* [GIVEN INFORMATION]
————————

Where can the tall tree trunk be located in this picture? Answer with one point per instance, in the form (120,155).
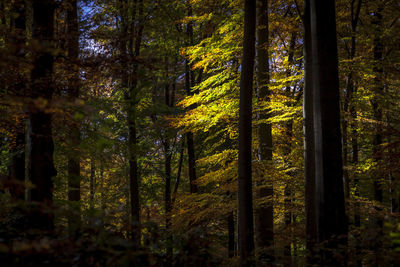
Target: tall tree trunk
(40,141)
(17,167)
(245,194)
(378,116)
(330,211)
(92,182)
(74,179)
(231,235)
(130,43)
(264,215)
(287,149)
(189,83)
(309,148)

————————

* [SET TASK]
Quote the material word for word, dropping any images it holds.

* [OUTPUT OF THE EXERCISE]
Where can the tall tree trunk be located in this picture? Answer with one point per instance, in the form (120,155).
Target: tall tree trunk
(40,141)
(17,167)
(245,194)
(378,116)
(330,211)
(92,182)
(74,179)
(231,235)
(130,43)
(264,215)
(287,149)
(189,83)
(309,148)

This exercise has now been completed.